[Rows excerpted from a collection]
*-*-*

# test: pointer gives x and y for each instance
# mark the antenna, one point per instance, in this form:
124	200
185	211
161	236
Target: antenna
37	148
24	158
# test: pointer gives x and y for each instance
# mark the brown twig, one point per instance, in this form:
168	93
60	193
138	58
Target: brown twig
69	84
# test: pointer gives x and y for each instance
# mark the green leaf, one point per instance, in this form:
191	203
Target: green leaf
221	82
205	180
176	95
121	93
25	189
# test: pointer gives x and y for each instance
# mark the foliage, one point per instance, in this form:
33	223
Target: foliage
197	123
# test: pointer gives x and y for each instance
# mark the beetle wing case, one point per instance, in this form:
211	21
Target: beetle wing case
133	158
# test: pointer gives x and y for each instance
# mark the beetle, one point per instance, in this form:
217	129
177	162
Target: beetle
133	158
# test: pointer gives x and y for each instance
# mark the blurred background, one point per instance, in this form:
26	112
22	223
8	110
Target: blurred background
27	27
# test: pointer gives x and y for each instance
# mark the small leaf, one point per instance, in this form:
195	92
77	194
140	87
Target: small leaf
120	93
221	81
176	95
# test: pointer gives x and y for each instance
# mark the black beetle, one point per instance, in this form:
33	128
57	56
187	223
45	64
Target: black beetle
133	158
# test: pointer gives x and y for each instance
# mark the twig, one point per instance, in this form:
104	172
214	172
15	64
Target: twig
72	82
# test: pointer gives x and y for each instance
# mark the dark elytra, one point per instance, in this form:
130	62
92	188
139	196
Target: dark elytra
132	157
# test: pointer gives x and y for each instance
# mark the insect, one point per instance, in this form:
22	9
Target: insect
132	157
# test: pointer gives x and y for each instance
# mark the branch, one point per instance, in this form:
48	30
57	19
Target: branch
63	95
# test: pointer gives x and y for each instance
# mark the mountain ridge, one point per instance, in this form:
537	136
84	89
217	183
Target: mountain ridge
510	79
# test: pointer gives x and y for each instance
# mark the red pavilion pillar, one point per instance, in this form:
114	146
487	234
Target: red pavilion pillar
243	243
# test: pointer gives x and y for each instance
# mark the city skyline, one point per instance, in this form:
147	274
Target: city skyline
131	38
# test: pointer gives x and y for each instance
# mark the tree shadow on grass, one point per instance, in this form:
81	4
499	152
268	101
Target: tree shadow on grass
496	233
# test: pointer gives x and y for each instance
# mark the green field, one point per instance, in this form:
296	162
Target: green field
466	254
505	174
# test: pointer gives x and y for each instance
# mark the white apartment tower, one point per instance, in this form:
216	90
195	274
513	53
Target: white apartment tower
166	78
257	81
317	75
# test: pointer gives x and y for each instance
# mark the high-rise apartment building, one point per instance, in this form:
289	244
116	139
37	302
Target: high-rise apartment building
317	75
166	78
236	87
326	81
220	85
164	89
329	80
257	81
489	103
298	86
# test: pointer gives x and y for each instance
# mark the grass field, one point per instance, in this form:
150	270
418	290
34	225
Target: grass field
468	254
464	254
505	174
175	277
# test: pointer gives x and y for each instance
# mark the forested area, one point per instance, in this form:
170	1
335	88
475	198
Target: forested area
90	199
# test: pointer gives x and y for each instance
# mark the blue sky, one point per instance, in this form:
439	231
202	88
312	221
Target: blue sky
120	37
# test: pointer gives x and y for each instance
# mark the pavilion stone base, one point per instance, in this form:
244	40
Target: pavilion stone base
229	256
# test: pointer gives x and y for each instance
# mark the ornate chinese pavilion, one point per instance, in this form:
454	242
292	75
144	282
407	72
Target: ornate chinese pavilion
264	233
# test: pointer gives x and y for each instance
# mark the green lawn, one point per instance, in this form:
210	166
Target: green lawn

*-*-*

● What you need to do
Pick out every line in the rows above that contains the string "tower", treating uppercase and lowercase letters as different, and copy each one.

● Result of this task
# mark the white apartment tower, one point per instance, in this form:
Target: white apartment tower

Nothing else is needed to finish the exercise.